**Exercise instructions**
Return exactly the listing's lines, from its first line to the line holding "point(176, 354)", ends included.

**Input records**

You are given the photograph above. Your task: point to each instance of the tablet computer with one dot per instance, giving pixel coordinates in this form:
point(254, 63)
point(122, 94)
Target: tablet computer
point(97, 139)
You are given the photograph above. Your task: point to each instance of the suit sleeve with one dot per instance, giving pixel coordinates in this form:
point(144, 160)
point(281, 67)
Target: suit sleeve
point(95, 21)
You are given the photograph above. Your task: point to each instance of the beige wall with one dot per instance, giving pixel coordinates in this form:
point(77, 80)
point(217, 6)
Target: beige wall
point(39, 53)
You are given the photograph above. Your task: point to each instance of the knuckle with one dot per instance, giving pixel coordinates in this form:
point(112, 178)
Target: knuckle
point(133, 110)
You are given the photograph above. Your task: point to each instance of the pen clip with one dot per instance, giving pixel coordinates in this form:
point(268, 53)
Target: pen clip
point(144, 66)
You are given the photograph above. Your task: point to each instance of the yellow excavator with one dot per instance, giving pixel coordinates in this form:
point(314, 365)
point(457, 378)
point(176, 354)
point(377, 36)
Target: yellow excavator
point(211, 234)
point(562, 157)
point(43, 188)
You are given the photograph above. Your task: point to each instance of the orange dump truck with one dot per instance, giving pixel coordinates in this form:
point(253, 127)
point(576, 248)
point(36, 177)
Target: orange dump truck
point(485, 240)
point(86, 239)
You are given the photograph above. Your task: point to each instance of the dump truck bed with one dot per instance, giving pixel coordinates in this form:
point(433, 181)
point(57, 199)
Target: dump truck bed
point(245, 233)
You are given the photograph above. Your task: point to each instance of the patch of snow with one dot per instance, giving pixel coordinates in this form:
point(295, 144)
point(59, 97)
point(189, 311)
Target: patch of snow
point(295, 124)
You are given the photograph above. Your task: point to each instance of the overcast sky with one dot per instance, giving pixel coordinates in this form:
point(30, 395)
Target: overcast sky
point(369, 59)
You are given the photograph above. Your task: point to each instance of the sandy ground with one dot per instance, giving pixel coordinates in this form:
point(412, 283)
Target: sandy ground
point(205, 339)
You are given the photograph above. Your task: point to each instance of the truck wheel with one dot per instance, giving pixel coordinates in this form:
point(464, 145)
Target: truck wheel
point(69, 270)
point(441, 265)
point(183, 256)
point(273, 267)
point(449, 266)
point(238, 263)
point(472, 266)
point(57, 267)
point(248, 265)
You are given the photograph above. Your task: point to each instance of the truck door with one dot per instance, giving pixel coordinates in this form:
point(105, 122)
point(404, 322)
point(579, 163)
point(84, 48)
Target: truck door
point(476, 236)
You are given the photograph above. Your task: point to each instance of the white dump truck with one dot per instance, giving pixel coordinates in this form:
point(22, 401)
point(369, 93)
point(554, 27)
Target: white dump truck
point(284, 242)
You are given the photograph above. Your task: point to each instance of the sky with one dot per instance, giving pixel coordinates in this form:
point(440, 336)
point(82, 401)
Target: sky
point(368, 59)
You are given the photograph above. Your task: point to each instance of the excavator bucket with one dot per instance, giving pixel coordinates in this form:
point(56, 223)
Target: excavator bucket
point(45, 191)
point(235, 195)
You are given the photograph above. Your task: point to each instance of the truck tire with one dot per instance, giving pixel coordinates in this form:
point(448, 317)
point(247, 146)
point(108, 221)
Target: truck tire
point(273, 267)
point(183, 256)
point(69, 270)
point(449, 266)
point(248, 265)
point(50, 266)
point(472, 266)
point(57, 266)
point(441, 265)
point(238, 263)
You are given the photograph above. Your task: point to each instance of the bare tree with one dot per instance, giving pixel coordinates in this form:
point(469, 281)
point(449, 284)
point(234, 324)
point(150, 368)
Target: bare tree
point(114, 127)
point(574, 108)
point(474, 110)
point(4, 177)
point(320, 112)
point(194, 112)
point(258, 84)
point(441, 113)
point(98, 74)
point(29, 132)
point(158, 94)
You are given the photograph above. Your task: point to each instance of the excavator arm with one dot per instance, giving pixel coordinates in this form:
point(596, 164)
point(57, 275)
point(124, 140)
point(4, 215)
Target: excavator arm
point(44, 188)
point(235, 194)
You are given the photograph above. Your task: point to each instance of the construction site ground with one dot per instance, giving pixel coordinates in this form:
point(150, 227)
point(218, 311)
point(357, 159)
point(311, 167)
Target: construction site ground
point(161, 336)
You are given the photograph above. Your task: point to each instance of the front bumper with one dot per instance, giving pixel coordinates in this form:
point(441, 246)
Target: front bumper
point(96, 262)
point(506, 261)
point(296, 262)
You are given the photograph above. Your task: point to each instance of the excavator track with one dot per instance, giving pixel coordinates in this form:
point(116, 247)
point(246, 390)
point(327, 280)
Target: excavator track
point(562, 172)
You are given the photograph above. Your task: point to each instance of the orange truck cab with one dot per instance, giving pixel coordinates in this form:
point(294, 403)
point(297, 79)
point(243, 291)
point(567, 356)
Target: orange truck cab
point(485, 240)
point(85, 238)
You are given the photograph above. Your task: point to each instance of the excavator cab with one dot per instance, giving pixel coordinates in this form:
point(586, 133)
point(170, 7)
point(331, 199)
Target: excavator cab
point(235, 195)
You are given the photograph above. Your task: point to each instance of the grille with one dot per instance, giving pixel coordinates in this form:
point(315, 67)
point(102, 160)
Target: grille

**Task output**
You are given the photograph above. Your task: point to each instance of the tablet computer with one dot per instance, giving pixel coordinates in this form:
point(254, 63)
point(122, 94)
Target: tablet computer
point(97, 139)
You are given the photograph above. Your task: point to each instance of the suit sleeve with one dot per instance, giving pixel coordinates in this form:
point(144, 160)
point(281, 67)
Target: suit sleeve
point(95, 21)
You are given the photograph above. Your task: point to each instance of the beige wall with one dot per instance, giving pixel coordinates in this form:
point(77, 80)
point(217, 6)
Target: beige wall
point(39, 53)
You are given the photograph above. Your task: point to each instance of the knuckle with one dot per instance, giving pixel coordinates in this form:
point(112, 178)
Target: knuckle
point(133, 110)
You are given the photograph above. Your task: point to each instance of the pen clip with one dot per instance, giving pixel coordinates in this form:
point(268, 53)
Target: pen clip
point(144, 66)
You are given the photograph above. Your task: point to each instance of the yellow excavator with one dot per instance, giving pixel coordinates in this form:
point(314, 365)
point(457, 378)
point(176, 354)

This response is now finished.